== Exercise goal ==
Produce an exact copy of the lines from the line containing "One marker for each instance of the jagged" through the last line of the listing below, both ends included, and nothing else.

··········

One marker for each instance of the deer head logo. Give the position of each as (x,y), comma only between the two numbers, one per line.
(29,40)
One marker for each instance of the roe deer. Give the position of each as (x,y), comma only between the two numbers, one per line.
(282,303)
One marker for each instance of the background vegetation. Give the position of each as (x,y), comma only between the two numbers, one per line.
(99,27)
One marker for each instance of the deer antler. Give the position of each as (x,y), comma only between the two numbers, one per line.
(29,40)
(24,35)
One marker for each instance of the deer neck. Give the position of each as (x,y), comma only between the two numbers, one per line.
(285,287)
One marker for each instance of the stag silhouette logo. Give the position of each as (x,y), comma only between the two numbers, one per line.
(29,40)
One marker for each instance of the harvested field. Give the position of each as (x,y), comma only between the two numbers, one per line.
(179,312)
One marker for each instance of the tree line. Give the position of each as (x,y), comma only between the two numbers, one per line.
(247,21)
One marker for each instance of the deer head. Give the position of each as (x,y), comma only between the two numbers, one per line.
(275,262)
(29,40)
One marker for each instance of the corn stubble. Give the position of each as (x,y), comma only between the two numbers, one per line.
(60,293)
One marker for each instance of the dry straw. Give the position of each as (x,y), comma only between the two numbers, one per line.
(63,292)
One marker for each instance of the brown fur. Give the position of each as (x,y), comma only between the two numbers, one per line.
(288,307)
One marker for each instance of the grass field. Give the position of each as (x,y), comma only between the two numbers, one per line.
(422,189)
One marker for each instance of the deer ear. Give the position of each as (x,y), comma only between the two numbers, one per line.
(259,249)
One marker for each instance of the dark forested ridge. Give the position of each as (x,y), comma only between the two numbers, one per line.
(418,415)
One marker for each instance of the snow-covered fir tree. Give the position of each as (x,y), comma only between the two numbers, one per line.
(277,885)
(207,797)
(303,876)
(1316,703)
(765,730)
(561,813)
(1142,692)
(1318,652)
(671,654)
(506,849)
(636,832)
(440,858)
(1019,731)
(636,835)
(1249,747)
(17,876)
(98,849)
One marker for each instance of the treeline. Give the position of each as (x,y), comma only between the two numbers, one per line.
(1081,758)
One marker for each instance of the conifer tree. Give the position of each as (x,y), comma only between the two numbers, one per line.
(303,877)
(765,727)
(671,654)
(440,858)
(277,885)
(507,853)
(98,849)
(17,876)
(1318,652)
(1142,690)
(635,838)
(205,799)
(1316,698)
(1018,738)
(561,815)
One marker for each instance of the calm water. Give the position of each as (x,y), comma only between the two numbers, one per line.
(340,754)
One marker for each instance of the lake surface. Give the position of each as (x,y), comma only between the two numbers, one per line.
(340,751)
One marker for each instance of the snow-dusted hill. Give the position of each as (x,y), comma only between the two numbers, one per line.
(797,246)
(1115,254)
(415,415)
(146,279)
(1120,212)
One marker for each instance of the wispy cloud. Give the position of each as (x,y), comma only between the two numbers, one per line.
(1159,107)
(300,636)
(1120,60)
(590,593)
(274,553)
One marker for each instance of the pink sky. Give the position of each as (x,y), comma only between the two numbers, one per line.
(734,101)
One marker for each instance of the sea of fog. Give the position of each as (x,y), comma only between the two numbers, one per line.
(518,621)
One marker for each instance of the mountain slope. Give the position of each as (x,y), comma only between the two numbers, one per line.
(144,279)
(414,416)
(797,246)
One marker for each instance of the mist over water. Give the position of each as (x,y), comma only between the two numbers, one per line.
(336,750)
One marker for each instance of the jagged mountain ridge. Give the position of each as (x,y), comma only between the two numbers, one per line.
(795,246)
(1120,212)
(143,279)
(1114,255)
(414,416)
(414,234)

··········

== Response to this exercise ==
One marker for each instance of the jagged mountain ridge. Give the position of each as (x,y), comma only between the two numbers, one per line.
(795,246)
(1120,212)
(143,279)
(1114,255)
(414,416)
(414,234)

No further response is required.